What you have to do:
Track down each line below containing the string "negative" and copy it.

(Stored data entries)

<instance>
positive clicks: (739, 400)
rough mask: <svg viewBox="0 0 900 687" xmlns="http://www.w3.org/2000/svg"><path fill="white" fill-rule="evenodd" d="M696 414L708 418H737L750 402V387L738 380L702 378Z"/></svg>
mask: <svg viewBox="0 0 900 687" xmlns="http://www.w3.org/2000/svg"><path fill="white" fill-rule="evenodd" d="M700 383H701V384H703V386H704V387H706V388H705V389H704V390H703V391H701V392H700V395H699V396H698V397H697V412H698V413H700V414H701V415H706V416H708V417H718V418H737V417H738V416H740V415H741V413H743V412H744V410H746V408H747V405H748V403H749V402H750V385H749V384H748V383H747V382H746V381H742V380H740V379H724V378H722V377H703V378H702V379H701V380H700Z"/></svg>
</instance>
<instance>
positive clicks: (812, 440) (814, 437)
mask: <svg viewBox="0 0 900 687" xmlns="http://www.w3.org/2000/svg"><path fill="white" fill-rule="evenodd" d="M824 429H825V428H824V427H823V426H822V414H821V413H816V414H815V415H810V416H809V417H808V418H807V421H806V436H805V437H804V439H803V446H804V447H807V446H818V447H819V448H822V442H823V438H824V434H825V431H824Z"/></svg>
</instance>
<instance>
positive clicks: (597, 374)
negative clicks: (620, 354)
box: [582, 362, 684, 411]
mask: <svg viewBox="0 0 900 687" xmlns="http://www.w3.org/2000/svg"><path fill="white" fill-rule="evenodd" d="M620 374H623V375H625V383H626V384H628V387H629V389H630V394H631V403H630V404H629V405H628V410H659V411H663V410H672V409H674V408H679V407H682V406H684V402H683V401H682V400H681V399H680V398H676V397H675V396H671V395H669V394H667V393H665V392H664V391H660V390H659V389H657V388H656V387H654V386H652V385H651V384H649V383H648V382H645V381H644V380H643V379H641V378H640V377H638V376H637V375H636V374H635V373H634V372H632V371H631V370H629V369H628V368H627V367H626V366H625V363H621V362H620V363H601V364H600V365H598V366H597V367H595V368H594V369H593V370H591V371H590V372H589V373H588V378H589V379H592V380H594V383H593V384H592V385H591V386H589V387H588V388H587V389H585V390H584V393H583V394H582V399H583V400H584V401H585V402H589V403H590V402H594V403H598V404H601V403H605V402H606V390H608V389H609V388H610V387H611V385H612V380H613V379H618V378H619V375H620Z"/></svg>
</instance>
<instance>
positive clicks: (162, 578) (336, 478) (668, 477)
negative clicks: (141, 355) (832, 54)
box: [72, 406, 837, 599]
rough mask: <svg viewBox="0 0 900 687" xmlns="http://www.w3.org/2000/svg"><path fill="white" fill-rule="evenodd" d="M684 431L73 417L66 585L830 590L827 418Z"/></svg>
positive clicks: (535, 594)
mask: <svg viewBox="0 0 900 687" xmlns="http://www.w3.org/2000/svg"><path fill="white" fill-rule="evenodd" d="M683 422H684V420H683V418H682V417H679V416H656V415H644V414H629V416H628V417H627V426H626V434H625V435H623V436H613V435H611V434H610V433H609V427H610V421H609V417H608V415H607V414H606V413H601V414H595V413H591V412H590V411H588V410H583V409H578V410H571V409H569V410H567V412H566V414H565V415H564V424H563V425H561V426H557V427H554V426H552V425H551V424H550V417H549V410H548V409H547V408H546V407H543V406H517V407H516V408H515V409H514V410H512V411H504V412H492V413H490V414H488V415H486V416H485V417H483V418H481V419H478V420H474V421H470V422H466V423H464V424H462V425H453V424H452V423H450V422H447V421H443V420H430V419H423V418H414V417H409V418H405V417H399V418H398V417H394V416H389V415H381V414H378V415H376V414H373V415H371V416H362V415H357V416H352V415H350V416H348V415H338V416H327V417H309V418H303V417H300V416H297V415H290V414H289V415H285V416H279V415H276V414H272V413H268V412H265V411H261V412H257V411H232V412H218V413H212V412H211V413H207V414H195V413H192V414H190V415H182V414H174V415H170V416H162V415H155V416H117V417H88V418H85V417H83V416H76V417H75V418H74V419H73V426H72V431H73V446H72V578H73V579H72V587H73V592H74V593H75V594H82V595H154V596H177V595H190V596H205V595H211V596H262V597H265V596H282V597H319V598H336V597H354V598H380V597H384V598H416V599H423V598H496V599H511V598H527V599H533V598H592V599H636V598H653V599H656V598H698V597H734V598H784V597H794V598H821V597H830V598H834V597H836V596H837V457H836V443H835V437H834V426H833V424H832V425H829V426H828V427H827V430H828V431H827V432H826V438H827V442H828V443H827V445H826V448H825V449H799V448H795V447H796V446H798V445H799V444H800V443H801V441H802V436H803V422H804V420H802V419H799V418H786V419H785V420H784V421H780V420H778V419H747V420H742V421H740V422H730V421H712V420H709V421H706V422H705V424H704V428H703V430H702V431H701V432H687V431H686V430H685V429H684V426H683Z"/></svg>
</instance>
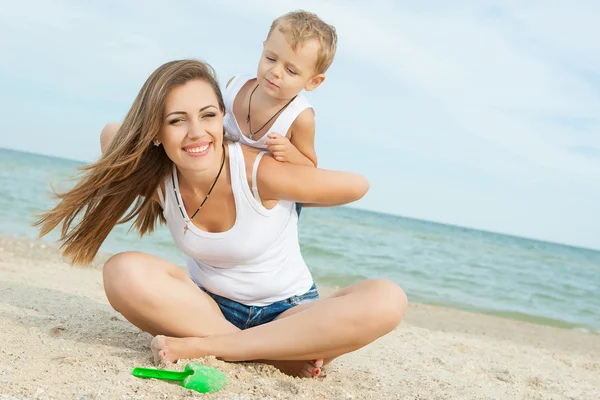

Exercise response:
negative clicks: (620, 354)
negative clicks: (141, 355) (832, 54)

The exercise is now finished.